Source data
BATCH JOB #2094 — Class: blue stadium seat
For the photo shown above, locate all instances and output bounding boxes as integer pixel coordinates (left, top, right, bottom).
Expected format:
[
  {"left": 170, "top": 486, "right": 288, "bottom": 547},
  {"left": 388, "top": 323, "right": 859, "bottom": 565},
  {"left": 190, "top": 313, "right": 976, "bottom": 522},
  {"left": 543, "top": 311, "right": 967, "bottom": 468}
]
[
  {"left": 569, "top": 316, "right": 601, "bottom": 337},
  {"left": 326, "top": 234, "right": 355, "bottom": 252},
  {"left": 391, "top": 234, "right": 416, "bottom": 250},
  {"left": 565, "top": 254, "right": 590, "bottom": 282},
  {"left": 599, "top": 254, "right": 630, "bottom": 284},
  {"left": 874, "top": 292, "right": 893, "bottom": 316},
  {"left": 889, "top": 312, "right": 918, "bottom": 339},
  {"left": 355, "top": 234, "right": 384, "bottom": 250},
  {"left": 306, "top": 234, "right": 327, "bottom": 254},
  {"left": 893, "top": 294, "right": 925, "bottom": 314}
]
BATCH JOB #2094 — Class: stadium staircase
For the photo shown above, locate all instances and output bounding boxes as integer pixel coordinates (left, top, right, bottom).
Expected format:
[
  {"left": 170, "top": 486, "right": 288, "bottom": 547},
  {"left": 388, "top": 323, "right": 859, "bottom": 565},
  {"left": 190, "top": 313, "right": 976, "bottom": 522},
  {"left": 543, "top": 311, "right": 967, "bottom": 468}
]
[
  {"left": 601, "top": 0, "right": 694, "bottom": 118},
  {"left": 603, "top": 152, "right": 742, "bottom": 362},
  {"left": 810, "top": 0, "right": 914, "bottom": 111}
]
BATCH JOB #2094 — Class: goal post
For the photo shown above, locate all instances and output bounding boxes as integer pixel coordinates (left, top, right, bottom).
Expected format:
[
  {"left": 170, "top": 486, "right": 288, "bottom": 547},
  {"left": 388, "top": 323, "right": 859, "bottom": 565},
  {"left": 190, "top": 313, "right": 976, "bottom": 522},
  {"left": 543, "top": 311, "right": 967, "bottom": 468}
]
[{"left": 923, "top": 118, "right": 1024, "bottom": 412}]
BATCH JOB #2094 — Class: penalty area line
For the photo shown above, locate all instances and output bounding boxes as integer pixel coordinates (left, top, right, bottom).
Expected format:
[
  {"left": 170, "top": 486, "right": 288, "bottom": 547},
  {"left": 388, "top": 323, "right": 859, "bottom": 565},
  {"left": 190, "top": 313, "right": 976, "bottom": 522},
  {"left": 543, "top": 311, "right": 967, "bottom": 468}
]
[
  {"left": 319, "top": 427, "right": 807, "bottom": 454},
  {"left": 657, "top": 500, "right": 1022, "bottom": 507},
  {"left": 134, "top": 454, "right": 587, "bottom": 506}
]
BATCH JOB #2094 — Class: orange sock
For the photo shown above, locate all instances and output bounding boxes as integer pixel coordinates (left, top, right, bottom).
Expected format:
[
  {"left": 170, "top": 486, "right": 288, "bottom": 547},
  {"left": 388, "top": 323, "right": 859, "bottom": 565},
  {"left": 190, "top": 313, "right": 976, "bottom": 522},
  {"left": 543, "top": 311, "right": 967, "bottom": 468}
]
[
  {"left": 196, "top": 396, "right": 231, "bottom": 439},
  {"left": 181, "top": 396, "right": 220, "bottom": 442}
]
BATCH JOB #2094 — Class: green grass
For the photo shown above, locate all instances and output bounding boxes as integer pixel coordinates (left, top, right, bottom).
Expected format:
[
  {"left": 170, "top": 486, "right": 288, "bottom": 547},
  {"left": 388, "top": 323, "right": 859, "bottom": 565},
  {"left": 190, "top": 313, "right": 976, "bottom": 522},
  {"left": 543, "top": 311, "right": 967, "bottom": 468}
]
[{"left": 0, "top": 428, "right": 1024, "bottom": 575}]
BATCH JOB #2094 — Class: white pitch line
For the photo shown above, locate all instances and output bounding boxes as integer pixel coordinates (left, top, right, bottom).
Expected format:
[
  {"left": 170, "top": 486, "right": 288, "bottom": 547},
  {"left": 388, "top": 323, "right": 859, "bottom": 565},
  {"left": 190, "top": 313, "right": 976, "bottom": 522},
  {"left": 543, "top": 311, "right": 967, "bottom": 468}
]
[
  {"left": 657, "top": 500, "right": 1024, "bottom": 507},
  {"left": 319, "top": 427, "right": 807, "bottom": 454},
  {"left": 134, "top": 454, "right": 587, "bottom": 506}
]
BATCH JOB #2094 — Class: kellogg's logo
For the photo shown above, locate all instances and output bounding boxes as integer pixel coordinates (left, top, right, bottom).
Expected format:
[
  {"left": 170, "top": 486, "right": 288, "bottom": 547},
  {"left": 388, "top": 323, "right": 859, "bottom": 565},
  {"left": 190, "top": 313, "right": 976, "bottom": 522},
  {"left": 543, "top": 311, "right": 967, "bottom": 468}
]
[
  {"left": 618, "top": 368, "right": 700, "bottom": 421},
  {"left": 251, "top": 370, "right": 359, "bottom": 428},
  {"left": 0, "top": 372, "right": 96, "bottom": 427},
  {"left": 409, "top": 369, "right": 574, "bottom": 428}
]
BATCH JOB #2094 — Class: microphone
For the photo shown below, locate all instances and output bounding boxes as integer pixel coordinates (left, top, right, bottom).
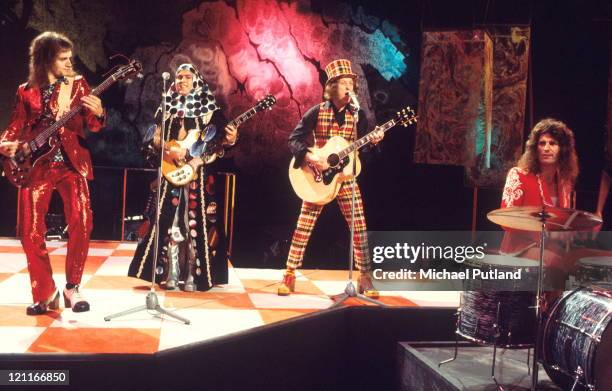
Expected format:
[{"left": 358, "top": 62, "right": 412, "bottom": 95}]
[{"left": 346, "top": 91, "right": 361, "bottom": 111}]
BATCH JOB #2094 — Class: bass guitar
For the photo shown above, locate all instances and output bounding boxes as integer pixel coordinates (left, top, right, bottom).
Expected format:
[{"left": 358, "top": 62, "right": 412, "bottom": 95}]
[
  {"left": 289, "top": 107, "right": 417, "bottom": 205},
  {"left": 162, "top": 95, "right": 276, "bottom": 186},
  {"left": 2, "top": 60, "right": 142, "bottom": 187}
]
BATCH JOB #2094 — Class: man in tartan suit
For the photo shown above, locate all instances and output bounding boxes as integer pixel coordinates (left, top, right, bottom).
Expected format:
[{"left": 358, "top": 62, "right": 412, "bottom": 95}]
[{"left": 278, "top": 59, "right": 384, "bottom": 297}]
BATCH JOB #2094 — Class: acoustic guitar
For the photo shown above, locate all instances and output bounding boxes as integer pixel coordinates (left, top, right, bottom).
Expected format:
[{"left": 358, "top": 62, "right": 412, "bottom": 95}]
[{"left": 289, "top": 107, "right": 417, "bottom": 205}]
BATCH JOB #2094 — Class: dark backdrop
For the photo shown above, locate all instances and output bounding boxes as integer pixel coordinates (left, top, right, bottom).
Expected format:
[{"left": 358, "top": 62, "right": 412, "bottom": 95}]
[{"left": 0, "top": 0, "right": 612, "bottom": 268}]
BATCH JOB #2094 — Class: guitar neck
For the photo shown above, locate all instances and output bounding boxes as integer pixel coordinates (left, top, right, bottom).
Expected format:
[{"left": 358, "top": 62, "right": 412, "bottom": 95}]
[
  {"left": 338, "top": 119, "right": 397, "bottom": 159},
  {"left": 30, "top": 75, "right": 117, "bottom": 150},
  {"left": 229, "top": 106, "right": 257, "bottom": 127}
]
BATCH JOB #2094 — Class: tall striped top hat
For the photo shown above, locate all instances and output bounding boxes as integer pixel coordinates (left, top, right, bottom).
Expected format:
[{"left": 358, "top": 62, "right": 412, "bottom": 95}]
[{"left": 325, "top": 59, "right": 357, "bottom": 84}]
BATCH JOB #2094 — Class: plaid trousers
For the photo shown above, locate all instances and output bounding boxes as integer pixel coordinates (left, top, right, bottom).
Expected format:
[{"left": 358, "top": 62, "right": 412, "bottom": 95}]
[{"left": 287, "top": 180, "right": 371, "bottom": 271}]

...

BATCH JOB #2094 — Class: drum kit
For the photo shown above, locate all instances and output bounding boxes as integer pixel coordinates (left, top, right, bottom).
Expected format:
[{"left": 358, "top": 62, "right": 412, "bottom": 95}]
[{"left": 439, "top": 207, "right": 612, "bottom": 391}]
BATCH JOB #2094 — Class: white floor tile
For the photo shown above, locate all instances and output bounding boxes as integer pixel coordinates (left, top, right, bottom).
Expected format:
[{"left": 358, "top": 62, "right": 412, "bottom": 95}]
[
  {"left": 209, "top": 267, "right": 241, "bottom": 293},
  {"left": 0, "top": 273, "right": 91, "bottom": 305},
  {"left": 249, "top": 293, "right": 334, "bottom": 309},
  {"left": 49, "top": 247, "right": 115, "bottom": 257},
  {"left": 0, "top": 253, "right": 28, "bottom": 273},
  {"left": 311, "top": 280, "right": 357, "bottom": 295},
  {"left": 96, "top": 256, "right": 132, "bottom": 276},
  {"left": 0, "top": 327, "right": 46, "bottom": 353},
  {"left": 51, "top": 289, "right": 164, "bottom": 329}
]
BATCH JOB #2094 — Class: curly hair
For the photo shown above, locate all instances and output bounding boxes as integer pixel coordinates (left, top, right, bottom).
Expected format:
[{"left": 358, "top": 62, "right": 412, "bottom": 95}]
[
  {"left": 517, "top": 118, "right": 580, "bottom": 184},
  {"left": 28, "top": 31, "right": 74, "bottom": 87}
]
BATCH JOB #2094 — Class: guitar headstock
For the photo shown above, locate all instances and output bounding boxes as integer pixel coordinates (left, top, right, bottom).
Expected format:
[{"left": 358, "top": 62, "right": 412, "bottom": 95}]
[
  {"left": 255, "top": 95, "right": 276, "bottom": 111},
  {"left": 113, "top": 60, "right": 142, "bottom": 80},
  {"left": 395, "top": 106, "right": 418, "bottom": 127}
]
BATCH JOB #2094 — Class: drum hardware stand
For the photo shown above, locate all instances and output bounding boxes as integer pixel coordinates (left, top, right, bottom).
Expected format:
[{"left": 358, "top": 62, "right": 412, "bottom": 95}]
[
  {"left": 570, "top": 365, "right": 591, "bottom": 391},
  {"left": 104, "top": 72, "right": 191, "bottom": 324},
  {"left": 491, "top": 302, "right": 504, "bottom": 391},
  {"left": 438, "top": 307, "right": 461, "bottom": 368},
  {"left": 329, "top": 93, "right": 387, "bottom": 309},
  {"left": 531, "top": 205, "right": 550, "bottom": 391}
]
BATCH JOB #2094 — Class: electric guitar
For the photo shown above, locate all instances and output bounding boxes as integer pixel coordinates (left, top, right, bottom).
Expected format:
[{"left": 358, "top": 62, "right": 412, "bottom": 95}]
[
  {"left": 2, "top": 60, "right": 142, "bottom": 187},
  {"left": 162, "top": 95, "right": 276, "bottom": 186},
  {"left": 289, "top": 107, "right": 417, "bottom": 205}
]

**Direction**
Count the lines in the listing above that contain the string "drum", treating case as significant. Please give only the number.

**Reply to the exercise**
2